Start EXERCISE MATERIALS

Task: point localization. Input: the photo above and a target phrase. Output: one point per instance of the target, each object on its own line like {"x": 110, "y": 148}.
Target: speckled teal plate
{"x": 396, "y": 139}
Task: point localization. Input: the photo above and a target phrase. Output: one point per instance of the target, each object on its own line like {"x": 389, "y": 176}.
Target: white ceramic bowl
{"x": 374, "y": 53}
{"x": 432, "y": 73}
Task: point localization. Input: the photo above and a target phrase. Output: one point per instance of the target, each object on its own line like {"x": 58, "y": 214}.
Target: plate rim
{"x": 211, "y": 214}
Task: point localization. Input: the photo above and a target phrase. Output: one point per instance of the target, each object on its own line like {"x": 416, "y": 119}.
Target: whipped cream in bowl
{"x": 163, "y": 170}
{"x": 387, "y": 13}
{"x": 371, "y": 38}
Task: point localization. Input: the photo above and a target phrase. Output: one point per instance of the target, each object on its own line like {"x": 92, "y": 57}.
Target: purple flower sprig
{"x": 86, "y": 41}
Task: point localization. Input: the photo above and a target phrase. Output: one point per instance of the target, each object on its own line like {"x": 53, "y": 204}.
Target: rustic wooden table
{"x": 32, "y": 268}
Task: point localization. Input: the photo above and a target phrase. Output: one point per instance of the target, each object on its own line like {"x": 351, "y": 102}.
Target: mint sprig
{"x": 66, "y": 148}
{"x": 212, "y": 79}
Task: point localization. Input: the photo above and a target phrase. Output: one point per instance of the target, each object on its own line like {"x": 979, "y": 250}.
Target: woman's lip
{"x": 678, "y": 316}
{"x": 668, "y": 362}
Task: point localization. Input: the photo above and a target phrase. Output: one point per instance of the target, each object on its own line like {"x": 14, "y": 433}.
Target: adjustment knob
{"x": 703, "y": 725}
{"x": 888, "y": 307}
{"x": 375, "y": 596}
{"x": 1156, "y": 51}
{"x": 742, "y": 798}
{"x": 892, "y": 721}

End EXERCISE MATERIALS

> _TASK STATEMENT_: Identify every line in the items above that contains the string "plate", matching case exactly, and copy each such line in full.

> _RIGHT ANSWER_:
Target: speckled teal plate
Target: plate rim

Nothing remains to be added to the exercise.